EXTRACTED DATA
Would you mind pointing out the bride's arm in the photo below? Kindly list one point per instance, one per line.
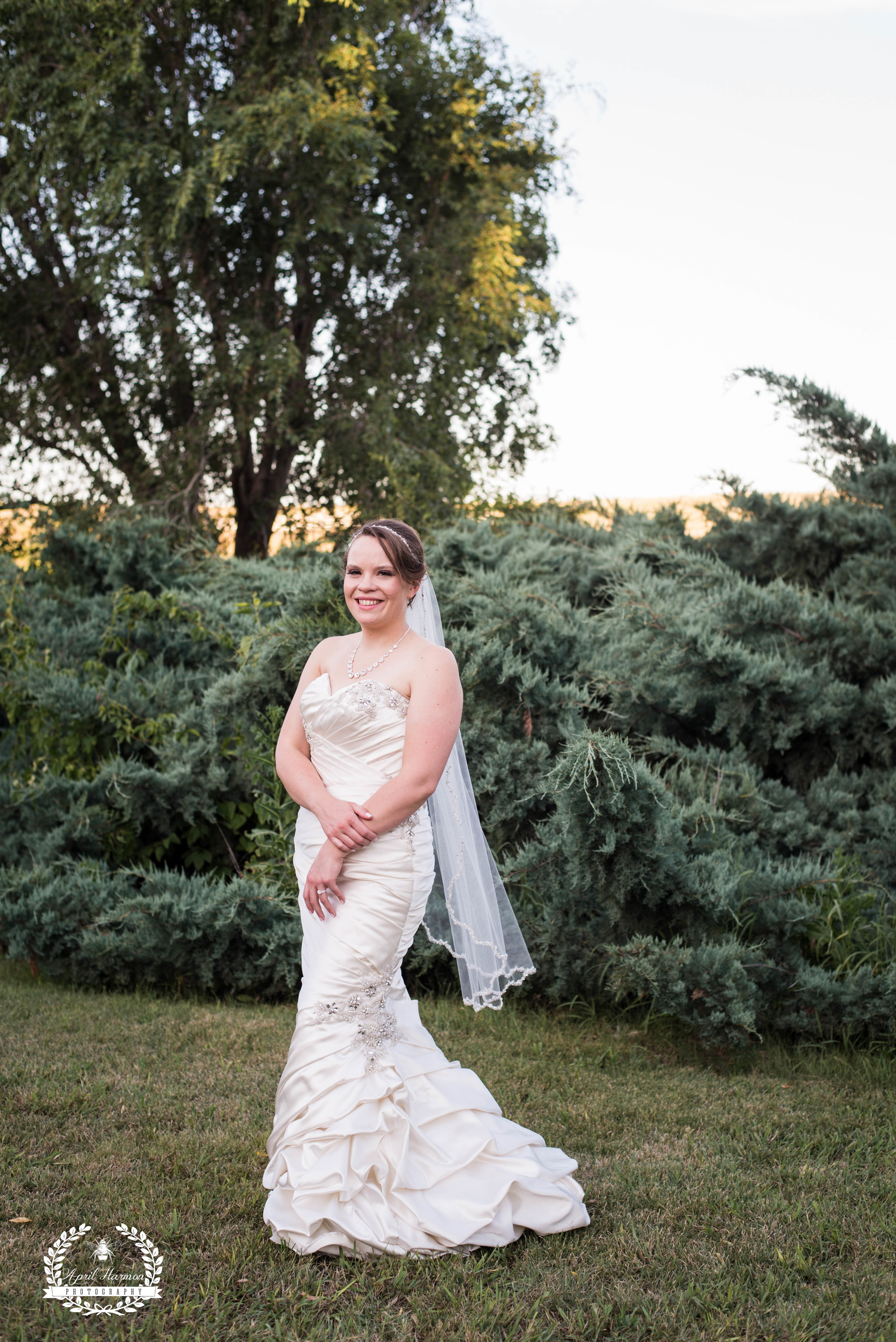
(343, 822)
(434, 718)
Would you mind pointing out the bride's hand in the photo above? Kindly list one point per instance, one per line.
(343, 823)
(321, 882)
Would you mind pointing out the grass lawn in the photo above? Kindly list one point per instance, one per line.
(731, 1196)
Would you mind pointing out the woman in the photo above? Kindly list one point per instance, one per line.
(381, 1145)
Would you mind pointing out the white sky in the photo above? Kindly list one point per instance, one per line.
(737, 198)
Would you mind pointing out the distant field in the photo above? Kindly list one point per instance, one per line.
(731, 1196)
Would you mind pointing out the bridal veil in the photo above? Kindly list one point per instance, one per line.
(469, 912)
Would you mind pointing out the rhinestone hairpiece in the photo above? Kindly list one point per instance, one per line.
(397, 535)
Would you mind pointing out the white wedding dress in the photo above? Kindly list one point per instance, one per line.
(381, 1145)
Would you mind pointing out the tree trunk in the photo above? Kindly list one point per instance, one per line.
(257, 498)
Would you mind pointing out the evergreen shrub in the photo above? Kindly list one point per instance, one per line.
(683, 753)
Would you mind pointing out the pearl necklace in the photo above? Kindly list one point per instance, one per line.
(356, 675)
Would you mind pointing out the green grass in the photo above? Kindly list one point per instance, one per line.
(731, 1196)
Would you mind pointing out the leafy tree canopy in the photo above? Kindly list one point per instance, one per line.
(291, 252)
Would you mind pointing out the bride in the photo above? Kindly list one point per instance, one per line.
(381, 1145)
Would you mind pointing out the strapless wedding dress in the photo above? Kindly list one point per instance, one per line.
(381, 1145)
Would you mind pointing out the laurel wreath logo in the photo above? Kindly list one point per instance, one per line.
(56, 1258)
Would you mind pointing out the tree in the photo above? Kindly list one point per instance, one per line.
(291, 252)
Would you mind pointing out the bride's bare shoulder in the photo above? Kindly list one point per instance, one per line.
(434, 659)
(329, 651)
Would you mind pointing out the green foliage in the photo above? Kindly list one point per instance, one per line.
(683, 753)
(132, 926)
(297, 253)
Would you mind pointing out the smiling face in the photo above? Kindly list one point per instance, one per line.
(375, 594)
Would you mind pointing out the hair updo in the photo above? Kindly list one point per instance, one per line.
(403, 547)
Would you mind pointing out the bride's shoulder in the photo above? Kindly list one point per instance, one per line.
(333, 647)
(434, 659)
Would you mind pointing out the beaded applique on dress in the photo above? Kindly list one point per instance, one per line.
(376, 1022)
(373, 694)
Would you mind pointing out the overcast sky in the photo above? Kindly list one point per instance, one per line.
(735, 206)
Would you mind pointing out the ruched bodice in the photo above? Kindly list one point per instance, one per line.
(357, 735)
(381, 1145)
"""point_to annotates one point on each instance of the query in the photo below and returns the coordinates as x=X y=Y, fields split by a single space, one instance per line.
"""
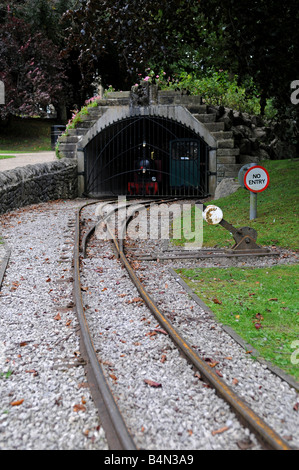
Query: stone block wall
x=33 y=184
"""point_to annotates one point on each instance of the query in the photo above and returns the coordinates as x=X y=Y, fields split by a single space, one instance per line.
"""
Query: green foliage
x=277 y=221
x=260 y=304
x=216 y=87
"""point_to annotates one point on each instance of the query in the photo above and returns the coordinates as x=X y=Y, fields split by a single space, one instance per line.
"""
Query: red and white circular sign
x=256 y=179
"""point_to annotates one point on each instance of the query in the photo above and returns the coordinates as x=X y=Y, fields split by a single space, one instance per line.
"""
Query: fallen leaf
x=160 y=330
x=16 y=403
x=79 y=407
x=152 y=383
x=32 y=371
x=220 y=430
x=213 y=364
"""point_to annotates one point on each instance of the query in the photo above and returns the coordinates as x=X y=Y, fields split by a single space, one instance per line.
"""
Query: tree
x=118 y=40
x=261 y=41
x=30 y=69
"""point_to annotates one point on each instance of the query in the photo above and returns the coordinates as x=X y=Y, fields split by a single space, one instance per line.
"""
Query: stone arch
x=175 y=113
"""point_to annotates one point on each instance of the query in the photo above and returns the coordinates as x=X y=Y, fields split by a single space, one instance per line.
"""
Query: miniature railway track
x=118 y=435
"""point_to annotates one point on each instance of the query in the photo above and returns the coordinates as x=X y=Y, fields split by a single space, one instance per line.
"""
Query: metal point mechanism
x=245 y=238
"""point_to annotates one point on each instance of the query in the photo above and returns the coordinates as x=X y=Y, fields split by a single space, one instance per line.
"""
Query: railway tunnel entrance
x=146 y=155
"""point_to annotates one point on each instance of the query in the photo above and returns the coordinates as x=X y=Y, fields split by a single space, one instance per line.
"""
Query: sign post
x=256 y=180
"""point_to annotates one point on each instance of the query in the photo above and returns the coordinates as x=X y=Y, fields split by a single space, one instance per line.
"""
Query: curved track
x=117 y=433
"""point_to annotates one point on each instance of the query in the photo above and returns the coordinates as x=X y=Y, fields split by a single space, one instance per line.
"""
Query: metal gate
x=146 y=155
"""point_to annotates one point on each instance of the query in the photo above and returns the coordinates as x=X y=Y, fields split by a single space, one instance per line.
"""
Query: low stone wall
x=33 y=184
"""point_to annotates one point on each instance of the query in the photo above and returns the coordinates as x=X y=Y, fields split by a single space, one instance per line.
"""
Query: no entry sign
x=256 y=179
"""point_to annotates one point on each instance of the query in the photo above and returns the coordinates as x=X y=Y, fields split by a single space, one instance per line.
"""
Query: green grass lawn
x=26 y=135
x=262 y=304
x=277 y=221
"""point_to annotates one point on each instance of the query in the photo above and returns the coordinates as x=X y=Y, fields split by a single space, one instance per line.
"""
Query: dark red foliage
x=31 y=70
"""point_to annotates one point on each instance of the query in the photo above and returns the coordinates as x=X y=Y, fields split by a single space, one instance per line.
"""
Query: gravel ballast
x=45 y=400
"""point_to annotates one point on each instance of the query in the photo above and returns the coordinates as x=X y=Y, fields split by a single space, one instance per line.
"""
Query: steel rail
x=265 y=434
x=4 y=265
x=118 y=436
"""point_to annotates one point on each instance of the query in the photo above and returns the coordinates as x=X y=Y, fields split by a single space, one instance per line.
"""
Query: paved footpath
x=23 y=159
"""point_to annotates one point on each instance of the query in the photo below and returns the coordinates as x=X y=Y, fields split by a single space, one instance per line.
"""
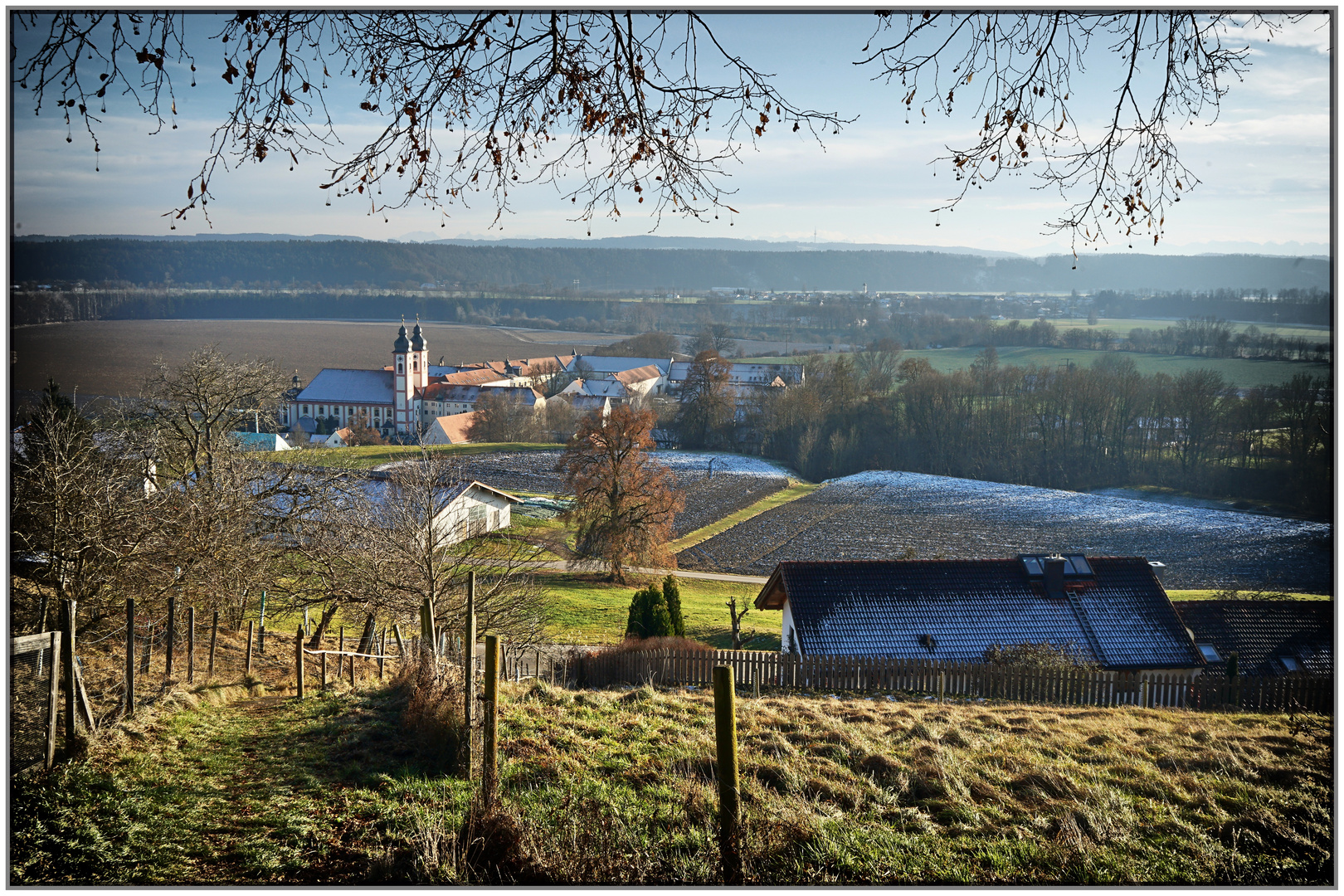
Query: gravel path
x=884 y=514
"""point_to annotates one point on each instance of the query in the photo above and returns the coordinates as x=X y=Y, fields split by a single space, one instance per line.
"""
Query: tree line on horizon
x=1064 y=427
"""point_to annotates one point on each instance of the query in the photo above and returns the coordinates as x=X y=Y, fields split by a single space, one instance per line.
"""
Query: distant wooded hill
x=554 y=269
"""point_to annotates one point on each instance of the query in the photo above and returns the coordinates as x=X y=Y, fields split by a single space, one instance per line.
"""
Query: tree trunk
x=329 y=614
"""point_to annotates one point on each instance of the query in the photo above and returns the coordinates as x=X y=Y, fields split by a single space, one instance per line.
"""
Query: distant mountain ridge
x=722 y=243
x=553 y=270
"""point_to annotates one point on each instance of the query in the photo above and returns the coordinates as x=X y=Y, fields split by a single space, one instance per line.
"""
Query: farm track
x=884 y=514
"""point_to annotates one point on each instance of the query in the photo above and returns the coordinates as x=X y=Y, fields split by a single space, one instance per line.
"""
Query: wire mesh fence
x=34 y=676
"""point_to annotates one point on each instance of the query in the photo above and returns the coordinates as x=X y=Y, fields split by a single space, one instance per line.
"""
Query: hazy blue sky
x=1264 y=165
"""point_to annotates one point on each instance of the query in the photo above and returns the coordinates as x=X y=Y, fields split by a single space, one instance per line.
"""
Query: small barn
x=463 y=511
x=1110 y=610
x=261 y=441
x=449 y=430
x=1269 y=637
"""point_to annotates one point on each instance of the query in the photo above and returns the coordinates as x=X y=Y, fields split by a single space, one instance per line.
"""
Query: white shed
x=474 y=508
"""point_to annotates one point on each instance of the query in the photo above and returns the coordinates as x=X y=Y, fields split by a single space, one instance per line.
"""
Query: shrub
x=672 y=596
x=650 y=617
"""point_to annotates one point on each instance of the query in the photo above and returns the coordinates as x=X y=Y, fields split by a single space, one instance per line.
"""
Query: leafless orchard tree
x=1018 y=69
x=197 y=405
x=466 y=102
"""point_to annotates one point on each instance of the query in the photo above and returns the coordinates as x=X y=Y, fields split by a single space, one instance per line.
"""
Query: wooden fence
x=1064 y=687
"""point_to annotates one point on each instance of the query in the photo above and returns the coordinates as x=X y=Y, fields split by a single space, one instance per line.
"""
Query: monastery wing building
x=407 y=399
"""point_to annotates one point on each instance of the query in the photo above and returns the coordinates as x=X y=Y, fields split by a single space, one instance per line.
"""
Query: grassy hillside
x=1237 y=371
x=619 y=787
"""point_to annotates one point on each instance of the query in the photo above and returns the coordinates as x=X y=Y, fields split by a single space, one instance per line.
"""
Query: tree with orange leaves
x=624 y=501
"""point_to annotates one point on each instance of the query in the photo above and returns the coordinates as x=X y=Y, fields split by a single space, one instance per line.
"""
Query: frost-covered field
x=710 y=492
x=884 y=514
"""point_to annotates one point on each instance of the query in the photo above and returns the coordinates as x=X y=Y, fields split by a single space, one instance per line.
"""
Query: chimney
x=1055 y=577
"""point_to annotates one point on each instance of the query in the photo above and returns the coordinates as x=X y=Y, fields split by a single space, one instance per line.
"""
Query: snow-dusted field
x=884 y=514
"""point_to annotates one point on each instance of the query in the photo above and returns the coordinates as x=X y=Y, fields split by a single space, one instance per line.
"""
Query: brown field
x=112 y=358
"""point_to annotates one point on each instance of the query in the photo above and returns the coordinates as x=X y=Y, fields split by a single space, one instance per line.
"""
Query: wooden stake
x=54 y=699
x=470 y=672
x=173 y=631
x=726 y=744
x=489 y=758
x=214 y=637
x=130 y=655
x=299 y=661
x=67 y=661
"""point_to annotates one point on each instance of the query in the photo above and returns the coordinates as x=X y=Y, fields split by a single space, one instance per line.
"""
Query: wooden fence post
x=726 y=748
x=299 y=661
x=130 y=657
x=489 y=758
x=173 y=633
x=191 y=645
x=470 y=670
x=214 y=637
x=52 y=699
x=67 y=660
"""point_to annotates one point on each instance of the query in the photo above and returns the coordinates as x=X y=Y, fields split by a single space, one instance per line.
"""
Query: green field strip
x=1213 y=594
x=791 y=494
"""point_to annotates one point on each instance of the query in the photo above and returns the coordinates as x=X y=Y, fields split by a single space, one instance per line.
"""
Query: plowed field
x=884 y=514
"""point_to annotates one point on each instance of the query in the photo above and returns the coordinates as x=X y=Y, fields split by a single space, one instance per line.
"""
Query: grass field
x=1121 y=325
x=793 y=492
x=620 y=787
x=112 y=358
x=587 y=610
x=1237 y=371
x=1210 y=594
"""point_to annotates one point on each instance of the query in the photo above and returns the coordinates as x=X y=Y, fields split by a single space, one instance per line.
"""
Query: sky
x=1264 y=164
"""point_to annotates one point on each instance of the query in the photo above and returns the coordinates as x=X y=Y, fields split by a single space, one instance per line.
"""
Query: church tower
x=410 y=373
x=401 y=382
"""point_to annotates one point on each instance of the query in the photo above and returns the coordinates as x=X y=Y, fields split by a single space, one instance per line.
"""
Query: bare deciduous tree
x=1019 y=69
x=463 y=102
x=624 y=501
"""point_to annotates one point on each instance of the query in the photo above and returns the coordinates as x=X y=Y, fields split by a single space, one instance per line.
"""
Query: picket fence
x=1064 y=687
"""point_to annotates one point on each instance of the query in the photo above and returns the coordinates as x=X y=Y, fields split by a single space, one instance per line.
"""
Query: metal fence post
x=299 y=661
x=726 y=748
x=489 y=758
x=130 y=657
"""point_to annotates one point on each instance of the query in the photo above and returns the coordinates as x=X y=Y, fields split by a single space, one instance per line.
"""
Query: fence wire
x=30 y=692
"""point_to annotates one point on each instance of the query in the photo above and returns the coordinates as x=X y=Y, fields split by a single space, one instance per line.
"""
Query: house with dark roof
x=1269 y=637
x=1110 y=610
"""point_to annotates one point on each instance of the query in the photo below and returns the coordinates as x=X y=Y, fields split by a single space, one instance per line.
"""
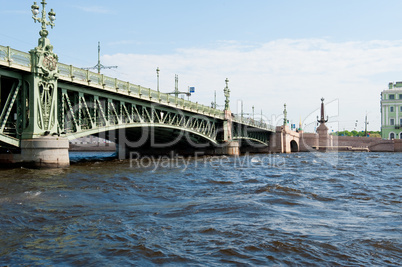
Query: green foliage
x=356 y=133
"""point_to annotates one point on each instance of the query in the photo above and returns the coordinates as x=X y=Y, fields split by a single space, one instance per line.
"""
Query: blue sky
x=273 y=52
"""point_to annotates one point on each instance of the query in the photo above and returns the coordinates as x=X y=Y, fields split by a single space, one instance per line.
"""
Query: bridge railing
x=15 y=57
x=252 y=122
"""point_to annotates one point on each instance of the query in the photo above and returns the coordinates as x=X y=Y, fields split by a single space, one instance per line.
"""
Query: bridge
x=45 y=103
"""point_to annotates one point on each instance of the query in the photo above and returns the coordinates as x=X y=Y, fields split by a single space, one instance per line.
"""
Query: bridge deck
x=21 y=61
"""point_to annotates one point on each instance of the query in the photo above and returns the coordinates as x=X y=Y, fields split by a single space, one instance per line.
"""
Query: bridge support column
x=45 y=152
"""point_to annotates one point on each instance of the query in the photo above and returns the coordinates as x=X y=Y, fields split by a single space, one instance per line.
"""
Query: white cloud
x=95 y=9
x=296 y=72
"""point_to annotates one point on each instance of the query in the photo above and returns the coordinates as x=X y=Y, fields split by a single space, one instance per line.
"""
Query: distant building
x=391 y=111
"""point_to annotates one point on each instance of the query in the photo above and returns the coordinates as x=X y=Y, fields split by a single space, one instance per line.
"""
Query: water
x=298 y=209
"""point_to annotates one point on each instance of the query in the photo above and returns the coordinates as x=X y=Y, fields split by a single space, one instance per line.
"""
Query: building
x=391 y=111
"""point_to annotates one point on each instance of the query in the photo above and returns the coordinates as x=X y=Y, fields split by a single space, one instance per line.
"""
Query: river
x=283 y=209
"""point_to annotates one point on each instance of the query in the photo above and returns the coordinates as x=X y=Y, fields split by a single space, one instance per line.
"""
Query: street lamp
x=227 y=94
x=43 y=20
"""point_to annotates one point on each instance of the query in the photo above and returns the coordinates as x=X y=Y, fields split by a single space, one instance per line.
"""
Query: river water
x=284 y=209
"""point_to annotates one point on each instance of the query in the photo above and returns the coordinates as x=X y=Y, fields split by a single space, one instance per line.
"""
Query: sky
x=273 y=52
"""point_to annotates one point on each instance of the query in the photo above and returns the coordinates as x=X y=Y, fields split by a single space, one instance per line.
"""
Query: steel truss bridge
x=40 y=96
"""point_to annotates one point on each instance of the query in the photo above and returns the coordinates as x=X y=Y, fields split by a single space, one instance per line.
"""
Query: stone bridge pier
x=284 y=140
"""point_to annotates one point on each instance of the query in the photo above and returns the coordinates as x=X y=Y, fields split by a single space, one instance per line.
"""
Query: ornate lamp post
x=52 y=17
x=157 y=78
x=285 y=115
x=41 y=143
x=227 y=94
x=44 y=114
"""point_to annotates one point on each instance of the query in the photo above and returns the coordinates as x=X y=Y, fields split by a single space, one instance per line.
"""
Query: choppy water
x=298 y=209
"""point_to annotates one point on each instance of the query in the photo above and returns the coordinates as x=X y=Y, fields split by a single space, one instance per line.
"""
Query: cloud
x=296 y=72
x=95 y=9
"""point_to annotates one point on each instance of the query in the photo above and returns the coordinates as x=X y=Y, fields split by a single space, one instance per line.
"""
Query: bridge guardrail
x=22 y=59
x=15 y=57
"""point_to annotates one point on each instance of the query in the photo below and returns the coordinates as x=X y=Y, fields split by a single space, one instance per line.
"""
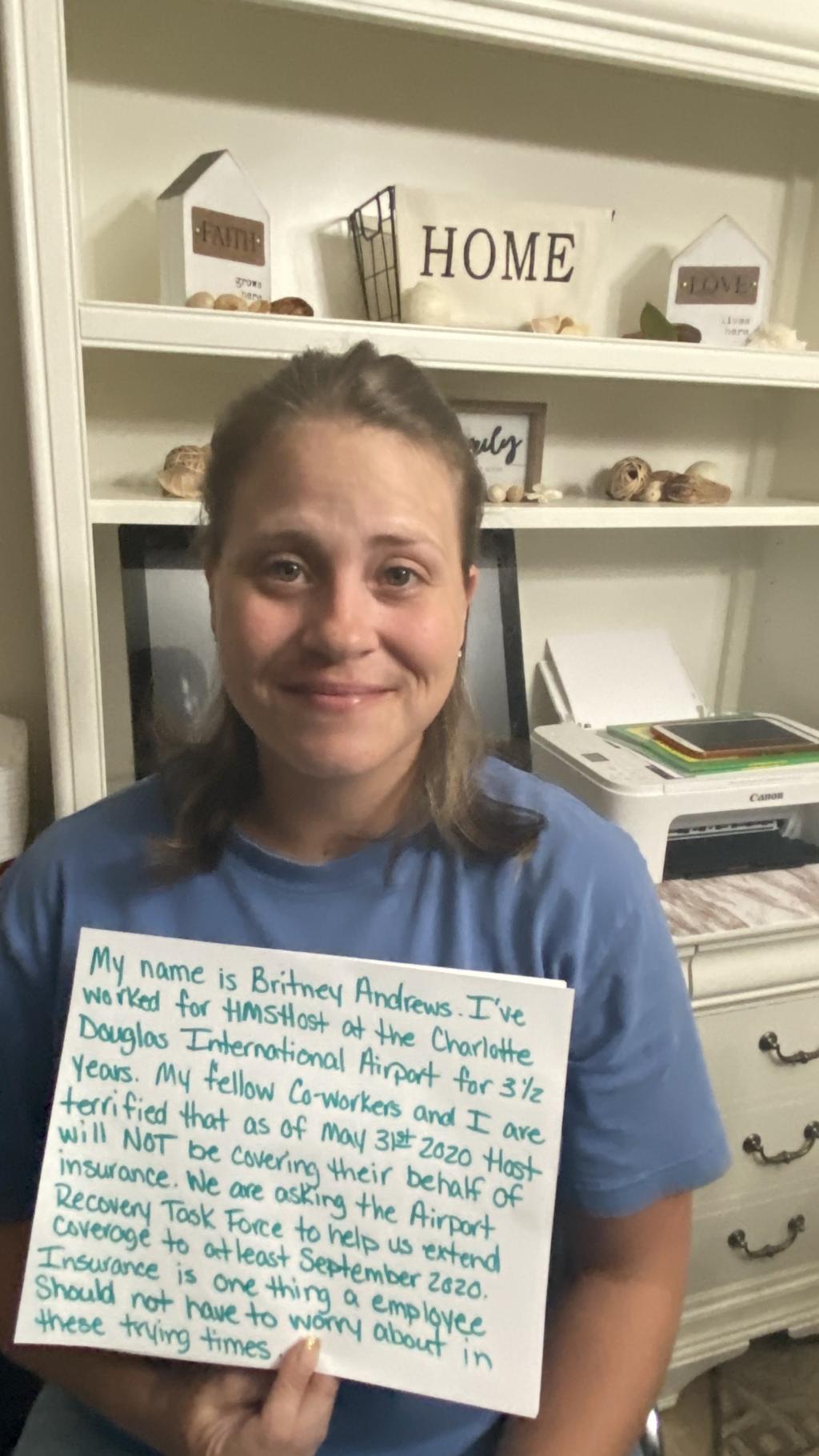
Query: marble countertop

YOUR TASK
Which lines in the entries above contain the word "building"? Pick out each one and copy it.

TASK RESULT
Query: monastery wing building
Query: distant building
Query: building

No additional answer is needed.